■ Problem to work on:
State how many lines of the records contain the string "arched", and give no other information.

■ Data for this task:
-- Opening Marker --
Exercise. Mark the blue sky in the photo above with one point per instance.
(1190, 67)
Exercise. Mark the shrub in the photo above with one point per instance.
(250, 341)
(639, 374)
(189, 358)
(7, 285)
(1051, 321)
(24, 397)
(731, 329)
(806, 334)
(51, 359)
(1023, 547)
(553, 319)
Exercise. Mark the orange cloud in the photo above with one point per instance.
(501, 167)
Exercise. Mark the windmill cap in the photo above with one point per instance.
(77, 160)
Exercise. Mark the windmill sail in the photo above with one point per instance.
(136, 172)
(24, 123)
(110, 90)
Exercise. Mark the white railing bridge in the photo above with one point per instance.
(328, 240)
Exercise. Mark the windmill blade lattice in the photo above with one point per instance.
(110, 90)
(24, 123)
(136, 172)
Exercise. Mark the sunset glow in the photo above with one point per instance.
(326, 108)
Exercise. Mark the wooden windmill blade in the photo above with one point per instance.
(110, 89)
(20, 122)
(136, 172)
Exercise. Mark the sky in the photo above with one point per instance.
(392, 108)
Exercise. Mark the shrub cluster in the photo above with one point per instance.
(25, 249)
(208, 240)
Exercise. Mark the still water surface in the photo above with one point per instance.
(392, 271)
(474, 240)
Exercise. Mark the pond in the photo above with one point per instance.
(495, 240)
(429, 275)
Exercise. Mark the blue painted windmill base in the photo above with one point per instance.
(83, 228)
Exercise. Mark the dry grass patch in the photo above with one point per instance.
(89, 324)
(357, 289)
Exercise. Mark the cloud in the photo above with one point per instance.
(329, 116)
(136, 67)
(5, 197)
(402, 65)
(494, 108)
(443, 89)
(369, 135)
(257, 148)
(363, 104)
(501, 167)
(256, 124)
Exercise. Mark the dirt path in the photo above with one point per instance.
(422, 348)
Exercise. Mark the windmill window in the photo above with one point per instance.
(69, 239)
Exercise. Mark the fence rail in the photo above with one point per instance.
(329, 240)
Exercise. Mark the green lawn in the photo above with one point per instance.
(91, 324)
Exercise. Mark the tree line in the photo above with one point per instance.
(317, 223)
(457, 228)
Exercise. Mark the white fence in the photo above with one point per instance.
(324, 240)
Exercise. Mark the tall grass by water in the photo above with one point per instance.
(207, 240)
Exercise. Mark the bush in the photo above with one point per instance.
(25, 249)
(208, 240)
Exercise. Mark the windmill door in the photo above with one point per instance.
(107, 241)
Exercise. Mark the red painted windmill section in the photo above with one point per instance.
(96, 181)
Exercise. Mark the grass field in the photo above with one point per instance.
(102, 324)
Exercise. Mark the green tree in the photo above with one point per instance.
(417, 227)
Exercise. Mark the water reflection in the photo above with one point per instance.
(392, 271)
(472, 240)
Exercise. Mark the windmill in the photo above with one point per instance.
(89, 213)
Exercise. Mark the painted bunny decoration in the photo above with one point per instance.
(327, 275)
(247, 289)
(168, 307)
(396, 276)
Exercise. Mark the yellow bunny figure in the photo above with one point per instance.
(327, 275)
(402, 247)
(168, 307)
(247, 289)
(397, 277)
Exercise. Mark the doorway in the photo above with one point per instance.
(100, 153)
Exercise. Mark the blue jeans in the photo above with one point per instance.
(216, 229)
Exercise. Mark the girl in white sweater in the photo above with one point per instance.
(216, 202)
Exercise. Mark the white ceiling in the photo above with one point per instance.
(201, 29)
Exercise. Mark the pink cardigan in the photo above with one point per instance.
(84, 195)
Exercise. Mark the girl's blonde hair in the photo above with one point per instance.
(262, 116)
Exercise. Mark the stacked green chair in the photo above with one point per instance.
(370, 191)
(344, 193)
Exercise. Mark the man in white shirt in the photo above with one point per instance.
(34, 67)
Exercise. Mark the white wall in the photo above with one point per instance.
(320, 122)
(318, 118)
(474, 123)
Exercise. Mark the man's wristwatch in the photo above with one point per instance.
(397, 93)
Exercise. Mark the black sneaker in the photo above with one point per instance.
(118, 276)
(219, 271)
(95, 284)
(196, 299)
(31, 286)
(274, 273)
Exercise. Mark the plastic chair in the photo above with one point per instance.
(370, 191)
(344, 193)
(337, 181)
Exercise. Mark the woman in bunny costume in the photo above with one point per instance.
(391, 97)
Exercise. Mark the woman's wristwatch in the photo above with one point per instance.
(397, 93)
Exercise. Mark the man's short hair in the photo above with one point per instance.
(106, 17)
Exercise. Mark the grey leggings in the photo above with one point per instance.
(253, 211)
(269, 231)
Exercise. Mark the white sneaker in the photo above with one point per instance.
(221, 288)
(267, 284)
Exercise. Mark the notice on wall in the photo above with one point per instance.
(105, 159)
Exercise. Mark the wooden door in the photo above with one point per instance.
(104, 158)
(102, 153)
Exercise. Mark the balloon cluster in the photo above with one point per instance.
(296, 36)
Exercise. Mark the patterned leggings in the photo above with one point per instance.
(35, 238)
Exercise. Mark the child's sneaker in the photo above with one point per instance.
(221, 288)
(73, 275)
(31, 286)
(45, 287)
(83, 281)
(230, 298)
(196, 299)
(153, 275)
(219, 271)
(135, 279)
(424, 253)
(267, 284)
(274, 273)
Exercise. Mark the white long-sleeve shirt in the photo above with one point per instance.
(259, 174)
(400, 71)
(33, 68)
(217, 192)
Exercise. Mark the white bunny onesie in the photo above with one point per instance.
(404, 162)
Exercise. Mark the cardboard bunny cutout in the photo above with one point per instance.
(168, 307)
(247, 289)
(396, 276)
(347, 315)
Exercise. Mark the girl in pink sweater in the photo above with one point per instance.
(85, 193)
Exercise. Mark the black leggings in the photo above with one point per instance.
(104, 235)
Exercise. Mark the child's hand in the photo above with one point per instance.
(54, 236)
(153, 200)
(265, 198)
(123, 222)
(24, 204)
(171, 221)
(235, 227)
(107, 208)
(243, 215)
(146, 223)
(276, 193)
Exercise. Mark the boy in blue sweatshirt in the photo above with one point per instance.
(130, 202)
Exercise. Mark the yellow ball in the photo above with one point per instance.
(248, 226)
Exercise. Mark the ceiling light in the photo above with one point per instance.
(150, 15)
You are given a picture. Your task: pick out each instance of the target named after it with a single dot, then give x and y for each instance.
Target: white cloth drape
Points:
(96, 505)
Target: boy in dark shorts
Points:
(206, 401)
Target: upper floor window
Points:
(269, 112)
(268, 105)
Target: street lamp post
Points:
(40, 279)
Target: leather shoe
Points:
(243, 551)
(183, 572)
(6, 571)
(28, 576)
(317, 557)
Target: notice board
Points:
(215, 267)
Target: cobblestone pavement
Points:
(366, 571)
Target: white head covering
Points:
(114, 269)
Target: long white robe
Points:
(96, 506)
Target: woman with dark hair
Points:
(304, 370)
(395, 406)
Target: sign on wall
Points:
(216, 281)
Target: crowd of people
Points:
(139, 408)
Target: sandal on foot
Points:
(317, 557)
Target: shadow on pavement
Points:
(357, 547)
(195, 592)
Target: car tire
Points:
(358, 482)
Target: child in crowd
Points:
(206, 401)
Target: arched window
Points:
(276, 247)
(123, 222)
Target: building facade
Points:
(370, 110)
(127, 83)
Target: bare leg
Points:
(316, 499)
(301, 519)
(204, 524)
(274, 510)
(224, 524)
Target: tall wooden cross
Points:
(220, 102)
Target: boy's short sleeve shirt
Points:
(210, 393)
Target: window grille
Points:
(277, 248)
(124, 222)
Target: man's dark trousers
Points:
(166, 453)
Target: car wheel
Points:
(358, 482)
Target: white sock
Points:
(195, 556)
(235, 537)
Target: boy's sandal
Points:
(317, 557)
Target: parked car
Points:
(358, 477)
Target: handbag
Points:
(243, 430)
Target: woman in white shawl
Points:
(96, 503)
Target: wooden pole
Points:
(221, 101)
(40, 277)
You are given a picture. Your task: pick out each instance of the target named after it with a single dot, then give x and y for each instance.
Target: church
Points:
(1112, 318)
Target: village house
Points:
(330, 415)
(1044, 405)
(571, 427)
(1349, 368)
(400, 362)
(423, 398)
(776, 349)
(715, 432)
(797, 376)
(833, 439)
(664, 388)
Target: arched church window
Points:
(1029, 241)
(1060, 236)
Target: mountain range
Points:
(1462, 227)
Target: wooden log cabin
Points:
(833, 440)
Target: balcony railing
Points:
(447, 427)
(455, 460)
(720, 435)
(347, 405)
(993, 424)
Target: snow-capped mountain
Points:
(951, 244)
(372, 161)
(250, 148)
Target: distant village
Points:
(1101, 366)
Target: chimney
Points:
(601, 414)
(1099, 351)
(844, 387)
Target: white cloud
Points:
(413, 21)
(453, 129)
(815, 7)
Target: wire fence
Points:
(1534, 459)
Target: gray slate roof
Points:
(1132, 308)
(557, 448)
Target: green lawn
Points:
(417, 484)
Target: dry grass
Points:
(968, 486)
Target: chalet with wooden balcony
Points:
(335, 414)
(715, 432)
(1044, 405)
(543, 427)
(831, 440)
-- Closing Marker --
■ Completed exercise:
2